§ Text segment
START
In grad school, Wallace J Nichols (or J, for short), wouldn't have been considered the most likely person to help save an entire species. He had hair down to his ass and lived in a teepee on the edge of a national park near the University of Arizona in Tucson. He was a surfer bum, studying ecology.
But J, despite his waywardness, had a deep, abiding love of sea turtles. As a young boy, he would catch turtles in the Chesapeake Bay and, lacking the scientific apparatus to apply a real tag, paint numbers on their shells. J was not accustomed to people sharing this near-fanatic affinity for turtles, but then he met Jeff Seminoff in Tucson. The two of them, they discovered, had both volunteered at the same turtle nesting beach in Costa Rica at different times and they struck up an immediate friendship.
J and Jeff would take Jeff's 1975 Land Cruiser to Baja, Mexico on the weekends, go surfing and scuba diving during the day, and drink tequila around beach bonfires at night. Life was easy. But around that same time, in the early nineties, J and Jeff's favorite animal was in crisis, especially in Baja. Sea turtle populations had tanked so hard in recent years that the Mexican government outlawed hunting them in 1990, and most people thought it was too late to save them.
In their youthful haze, J and Jeff planned a road trip that would take them to every turtle nesting beach in Mexico. But what they saw weighed down the free-spiritedness that had driven them to take this trip. Some nesting beaches, where millions of turtle hatchlings had once drug themselves into the water, were now empty. Ancient fishermen spoke of mythical times long past when one could walk across the Gulf of California on the backs of turtles.
END
§ Written task
Transcribe the stretch of the sea turtle story from "J and Jeff would" through "to save them.". The data that comes next has nothing to do with the sea turtle story.

§ Data provided
START
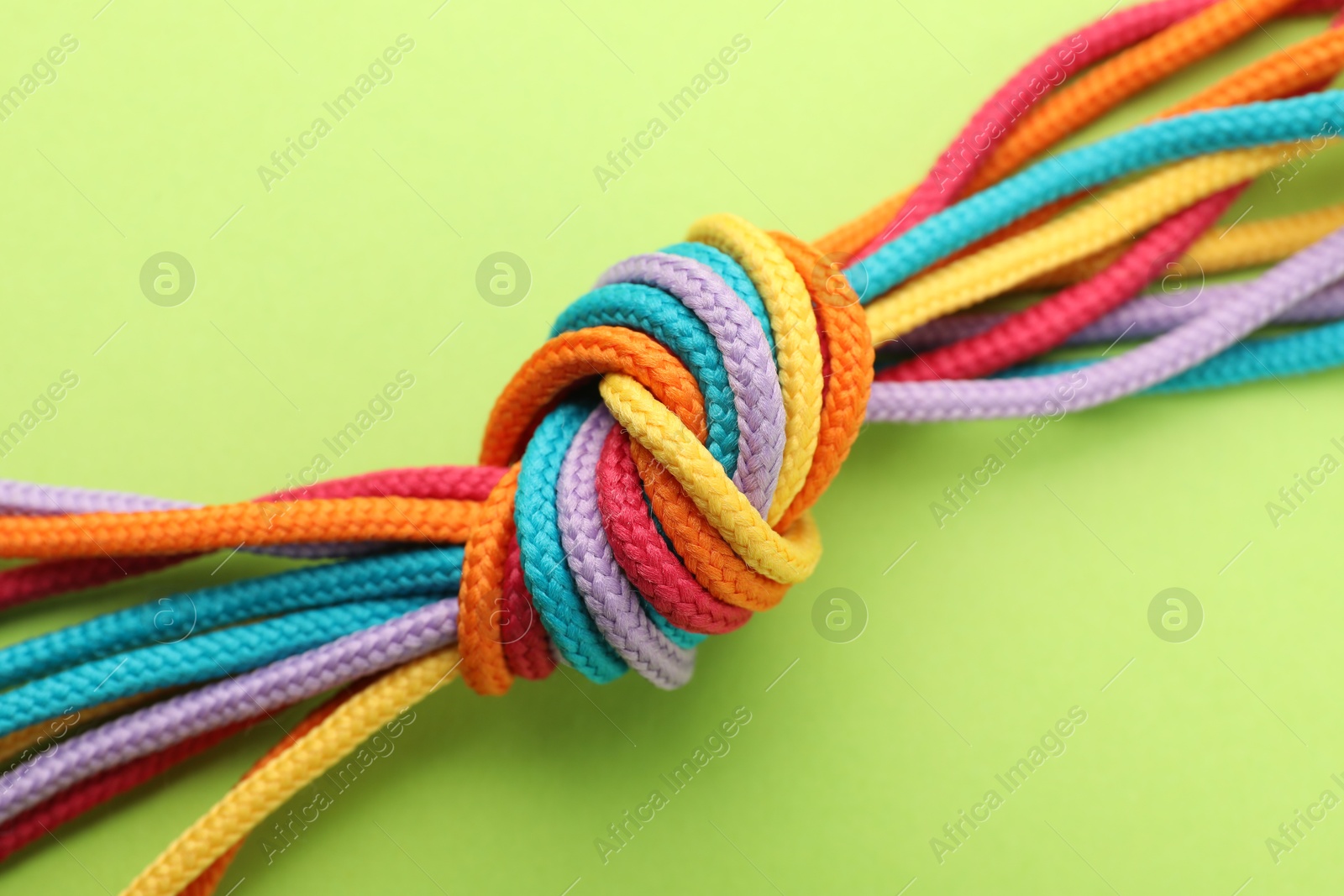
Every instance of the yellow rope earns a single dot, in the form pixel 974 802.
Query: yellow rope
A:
END
§ Response to the task
J and Jeff would take Jeff's 1975 Land Cruiser to Baja, Mexico on the weekends, go surfing and scuba diving during the day, and drink tequila around beach bonfires at night. Life was easy. But around that same time, in the early nineties, J and Jeff's favorite animal was in crisis, especially in Baja. Sea turtle populations had tanked so hard in recent years that the Mexican government outlawed hunting them in 1990, and most people thought it was too late to save them.